[start Data in this exercise]
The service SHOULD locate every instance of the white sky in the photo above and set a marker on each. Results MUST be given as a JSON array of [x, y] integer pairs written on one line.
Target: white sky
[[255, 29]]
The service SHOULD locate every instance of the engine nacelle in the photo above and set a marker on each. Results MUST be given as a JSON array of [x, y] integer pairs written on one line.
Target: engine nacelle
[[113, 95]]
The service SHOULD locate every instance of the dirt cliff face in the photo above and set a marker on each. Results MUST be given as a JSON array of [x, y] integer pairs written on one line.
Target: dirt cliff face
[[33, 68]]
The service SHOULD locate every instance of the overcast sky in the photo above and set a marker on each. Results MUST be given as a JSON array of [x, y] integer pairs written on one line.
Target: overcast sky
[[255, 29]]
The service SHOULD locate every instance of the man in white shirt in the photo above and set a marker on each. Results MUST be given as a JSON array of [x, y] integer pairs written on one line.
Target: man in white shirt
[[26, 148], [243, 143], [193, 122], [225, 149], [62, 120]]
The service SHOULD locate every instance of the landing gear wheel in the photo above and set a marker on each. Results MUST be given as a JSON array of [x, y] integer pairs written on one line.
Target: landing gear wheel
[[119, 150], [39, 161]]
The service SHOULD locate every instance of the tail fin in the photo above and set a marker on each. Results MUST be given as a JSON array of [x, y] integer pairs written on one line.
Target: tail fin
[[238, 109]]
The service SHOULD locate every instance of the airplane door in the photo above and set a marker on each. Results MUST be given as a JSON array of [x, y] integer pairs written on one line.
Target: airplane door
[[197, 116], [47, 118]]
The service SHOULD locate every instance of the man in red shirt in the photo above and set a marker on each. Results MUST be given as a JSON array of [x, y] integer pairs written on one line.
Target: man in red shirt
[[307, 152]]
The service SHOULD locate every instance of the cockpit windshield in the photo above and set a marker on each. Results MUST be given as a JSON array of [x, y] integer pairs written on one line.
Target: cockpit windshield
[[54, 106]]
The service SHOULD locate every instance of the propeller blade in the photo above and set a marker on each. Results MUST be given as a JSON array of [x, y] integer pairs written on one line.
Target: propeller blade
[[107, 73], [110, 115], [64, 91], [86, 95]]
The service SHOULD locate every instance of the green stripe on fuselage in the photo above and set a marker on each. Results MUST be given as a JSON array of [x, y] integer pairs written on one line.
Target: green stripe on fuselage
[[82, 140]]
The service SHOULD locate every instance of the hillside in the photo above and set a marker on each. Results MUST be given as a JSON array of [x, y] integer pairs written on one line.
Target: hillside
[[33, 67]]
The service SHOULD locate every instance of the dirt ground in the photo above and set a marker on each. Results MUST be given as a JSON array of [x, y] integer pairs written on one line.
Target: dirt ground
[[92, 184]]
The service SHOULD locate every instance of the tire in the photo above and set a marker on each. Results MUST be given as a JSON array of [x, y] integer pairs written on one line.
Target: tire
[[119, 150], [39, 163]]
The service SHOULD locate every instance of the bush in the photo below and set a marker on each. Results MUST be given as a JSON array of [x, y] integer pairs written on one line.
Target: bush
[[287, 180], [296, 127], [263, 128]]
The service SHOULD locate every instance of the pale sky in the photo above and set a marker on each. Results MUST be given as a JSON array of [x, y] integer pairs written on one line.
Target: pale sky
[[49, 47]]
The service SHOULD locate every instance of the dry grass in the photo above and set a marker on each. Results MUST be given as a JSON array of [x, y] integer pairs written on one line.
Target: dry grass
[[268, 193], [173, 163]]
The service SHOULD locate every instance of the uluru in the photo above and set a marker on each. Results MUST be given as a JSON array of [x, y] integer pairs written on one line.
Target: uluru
[end Data in this exercise]
[start Data in this exercise]
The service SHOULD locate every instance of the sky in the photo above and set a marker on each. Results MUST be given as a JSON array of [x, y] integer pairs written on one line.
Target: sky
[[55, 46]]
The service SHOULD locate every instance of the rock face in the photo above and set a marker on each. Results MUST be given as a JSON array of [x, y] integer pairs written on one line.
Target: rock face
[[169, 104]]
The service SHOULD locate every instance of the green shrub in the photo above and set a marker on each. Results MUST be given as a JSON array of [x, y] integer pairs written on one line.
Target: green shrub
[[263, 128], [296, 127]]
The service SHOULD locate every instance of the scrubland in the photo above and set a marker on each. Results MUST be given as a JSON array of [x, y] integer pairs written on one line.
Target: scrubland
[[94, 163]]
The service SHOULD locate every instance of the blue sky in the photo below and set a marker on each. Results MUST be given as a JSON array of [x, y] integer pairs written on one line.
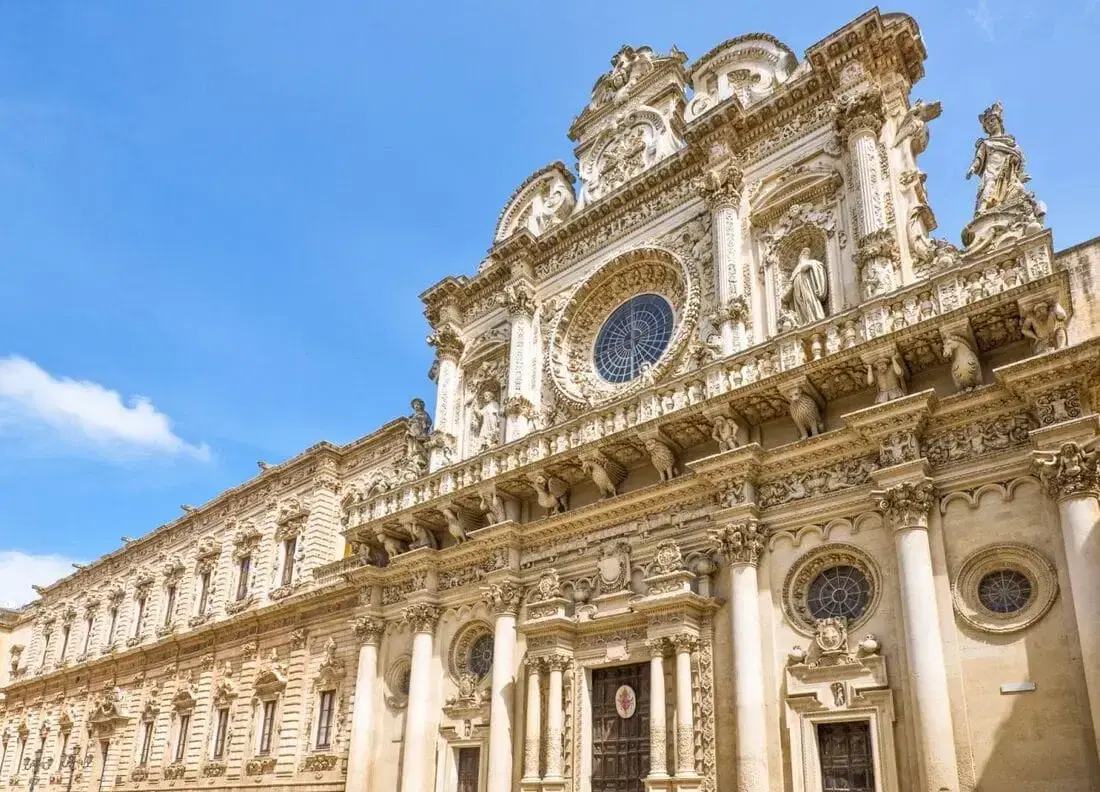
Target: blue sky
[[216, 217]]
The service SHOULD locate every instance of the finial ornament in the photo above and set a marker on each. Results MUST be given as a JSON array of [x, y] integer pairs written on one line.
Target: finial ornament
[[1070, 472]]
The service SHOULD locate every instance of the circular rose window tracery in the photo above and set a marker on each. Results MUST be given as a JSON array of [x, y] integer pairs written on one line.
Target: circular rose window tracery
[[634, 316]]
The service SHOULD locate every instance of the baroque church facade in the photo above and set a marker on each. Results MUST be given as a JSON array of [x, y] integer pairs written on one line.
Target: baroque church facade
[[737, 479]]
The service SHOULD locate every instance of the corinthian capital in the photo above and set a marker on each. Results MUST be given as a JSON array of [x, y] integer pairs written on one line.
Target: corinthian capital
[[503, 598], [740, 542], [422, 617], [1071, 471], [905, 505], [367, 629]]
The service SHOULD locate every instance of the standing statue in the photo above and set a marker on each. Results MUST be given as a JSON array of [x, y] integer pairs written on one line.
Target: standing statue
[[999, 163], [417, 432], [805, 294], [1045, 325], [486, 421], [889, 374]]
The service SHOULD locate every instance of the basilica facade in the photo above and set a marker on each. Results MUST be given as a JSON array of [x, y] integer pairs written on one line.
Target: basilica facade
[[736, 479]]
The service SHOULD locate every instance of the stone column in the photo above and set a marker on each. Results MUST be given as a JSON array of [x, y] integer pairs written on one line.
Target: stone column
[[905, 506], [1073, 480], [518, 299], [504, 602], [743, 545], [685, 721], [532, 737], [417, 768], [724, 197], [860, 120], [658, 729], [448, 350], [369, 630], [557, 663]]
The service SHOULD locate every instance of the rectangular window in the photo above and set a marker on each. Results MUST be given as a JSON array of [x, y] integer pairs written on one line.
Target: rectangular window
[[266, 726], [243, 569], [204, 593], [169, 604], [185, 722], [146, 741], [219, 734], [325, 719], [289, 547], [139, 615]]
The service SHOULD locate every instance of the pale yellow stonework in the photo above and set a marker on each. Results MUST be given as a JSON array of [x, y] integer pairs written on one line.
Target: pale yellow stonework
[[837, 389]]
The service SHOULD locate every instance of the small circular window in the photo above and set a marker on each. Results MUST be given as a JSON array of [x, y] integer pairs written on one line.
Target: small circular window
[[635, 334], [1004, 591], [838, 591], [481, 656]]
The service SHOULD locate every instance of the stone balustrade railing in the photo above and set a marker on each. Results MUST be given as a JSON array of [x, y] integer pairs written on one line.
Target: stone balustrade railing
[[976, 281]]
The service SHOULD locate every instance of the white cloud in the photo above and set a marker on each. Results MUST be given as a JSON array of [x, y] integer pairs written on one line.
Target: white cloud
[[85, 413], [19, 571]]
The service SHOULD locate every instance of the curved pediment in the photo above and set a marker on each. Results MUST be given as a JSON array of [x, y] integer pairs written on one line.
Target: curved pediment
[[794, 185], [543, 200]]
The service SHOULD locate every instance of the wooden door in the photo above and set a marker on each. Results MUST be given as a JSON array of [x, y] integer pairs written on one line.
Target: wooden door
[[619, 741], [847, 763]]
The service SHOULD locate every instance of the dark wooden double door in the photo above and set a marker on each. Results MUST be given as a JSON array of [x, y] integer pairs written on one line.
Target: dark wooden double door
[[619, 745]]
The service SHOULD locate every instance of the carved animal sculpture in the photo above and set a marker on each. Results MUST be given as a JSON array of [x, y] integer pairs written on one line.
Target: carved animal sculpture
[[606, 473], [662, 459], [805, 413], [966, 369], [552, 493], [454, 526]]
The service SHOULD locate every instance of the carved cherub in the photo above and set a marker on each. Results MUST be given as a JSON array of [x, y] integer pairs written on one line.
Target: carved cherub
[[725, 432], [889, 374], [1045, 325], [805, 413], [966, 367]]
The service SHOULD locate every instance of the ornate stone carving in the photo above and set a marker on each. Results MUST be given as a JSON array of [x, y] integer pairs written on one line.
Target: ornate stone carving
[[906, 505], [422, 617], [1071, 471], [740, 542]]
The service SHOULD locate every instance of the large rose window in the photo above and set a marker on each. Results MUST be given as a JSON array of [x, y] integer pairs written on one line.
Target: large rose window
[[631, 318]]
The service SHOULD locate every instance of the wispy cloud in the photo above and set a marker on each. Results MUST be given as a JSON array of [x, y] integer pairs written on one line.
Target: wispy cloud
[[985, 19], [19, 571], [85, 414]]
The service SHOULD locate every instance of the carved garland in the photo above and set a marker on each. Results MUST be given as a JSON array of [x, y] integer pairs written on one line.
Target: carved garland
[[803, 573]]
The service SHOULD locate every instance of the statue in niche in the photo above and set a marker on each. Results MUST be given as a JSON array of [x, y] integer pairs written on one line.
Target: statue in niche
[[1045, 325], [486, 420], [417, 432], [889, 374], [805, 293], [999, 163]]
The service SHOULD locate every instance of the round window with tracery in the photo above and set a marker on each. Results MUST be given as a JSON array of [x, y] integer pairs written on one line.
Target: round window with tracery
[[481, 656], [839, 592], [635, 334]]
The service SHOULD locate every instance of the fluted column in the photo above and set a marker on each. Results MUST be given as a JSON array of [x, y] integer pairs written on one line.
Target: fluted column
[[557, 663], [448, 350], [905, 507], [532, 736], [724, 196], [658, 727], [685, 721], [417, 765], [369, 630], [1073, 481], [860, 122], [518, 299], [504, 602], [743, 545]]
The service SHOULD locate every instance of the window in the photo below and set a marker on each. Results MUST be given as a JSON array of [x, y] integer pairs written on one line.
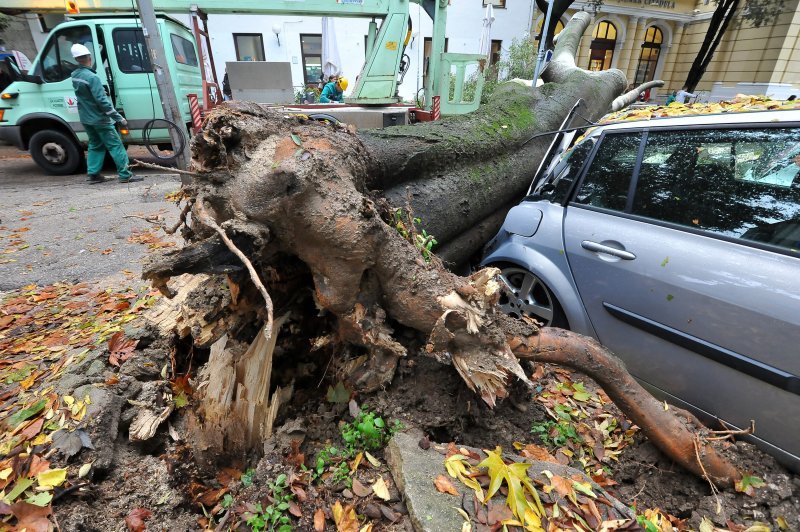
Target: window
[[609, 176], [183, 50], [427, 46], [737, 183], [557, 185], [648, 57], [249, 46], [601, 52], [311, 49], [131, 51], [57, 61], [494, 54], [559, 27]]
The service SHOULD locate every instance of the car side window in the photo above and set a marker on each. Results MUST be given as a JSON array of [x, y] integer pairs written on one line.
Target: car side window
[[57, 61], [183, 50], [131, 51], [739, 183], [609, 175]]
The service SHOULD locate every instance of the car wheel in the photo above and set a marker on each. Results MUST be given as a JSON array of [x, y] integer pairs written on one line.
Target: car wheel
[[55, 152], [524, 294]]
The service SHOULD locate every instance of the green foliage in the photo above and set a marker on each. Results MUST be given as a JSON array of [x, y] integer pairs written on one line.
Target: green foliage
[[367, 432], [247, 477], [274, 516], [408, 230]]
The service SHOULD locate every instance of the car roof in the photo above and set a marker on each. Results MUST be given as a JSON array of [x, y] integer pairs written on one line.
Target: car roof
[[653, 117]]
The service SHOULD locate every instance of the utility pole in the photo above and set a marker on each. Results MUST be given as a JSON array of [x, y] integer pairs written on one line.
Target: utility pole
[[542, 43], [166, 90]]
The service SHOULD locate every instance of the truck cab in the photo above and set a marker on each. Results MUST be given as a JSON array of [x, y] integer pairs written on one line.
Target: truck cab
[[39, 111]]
[end Data in this exercise]
[start Data in this exercise]
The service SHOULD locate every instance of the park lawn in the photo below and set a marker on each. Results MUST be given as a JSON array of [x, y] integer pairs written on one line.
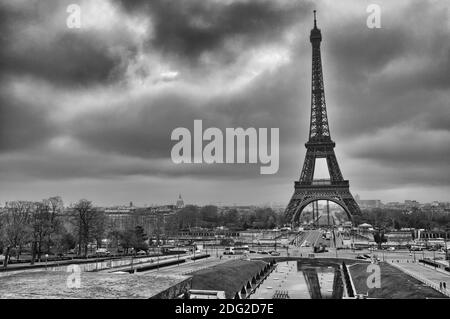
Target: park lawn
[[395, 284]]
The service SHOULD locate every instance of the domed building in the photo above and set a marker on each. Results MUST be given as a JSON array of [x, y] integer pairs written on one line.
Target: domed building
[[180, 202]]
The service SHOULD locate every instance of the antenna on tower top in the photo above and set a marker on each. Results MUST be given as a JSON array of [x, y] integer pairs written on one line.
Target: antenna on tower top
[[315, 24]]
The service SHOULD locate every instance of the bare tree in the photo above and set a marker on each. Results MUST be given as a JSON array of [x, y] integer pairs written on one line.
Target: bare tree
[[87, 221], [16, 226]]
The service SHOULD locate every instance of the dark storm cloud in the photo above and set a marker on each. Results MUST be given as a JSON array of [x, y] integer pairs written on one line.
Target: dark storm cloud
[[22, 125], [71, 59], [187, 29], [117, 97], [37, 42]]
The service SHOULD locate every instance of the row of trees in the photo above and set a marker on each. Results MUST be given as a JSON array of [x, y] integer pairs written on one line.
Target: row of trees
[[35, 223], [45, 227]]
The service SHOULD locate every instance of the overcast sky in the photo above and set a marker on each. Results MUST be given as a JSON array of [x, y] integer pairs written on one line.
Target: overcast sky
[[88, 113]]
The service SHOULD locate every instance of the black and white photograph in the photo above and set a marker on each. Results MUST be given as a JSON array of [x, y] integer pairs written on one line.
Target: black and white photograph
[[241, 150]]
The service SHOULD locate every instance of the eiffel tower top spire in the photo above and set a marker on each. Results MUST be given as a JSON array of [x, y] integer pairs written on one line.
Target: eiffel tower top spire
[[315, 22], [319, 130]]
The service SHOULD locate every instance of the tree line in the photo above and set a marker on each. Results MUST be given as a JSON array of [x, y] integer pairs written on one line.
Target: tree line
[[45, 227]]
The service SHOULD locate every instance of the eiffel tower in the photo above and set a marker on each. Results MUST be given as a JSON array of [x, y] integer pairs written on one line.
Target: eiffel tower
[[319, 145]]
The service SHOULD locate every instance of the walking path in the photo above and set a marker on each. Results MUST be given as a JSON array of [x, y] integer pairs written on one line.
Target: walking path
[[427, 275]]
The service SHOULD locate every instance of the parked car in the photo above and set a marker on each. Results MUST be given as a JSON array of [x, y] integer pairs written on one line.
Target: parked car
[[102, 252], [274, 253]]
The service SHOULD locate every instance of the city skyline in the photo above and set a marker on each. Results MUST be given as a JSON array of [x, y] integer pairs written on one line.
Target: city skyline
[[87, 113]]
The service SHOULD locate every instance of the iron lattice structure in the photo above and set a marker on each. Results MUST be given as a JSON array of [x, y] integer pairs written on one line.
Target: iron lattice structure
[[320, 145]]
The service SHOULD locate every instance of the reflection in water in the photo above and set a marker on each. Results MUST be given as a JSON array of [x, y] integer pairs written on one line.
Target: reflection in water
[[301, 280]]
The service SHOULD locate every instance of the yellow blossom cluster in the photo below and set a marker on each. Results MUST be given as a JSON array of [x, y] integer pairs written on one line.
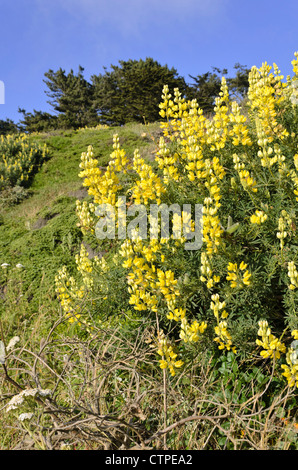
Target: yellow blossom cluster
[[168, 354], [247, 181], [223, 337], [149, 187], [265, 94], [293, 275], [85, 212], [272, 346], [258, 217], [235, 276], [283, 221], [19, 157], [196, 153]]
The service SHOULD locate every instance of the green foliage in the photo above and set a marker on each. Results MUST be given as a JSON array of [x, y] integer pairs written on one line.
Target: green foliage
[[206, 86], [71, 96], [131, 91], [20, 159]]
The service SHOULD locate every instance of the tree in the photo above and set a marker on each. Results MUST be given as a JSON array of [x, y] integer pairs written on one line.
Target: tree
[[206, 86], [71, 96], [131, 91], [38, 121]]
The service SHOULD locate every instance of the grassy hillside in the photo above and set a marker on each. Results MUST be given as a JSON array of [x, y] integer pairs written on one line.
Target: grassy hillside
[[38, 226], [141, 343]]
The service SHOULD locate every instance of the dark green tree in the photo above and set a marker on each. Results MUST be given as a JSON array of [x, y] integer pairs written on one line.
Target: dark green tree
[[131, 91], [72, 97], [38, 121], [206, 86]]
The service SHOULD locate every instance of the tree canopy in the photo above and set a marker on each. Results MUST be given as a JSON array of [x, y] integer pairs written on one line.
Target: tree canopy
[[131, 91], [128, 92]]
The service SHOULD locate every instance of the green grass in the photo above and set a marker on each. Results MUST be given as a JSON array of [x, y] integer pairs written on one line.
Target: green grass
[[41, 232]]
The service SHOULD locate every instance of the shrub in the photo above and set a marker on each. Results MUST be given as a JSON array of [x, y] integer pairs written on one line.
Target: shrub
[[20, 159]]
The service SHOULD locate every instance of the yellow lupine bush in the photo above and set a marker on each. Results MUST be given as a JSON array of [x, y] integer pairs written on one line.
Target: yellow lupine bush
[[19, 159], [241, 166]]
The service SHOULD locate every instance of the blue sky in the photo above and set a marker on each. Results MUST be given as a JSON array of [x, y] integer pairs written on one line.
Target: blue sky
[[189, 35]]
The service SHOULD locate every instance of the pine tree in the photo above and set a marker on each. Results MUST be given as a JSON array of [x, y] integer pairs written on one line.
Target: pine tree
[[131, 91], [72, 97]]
[end Data in this exercise]
# Problem to work on
Rewrite the material starting with the line that contains "The service SHOULD locate every instance of the truck" and going on through the line that contains "[[39, 111]]", multiplying every coordinate value by 2.45 and rounding each result to a whole number, with halves rounded up. Leave all other text in those lines unchanged.

# Result of the task
The service SHOULD locate every instance of the truck cab in the photo above and set a marker on each. Results MUST be given as a JSON array of [x, y] integer pairs written on one line.
Target: truck cab
[[96, 272]]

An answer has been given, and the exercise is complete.